TASK ITEM:
The whole listing that follows should be printed again, unchanged.

INFORMATION PROVIDED:
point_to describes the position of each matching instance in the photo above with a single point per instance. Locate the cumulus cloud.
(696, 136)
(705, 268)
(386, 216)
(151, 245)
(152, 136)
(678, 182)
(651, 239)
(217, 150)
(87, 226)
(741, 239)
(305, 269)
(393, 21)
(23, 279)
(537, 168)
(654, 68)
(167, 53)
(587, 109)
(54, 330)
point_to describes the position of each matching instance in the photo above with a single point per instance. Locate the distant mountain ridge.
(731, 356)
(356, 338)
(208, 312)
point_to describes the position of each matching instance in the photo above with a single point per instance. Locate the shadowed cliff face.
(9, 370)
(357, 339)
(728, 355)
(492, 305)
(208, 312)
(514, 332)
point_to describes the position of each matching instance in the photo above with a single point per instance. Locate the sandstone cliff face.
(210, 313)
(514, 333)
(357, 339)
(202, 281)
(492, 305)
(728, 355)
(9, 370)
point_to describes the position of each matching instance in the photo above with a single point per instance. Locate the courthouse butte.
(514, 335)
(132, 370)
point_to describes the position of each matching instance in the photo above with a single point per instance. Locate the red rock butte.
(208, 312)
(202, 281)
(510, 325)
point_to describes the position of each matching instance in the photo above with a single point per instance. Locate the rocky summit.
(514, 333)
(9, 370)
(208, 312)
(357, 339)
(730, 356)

SOLVED PROBLEM:
point_to describes the position of each matching instance in the photo above with a single point per instance. Locate the cumulus cloud.
(696, 136)
(705, 268)
(386, 216)
(151, 245)
(152, 136)
(678, 182)
(651, 239)
(217, 150)
(87, 226)
(741, 239)
(305, 269)
(393, 21)
(23, 279)
(537, 168)
(654, 68)
(167, 53)
(587, 109)
(54, 330)
point_to describes the position of each matching instance in the photo above with a single point per instance. Locate the distant mountain ridge.
(731, 356)
(356, 338)
(208, 312)
point_to describes the position of each matching instance in the photo above with a single point per instance. Locate the shadowed cliff face.
(9, 370)
(357, 339)
(728, 355)
(492, 305)
(208, 312)
(514, 332)
point_to describes the position of each matching instance in the photo above with a single point per instance. Locate the sandstone cliff face.
(210, 313)
(514, 333)
(357, 339)
(202, 281)
(492, 305)
(728, 355)
(9, 370)
point_to describes the position of each matching instance in the photo above with a single point per instance. Locate the courthouse butte.
(514, 335)
(132, 370)
point_to describes the position of each matching instance in the photo above with a single point per instance. Locate the red rock butte.
(208, 312)
(202, 281)
(510, 325)
point_to describes the position of each matching instance in the photo above with a single point per instance. Locate the rocky summit.
(514, 333)
(9, 370)
(208, 312)
(357, 339)
(730, 356)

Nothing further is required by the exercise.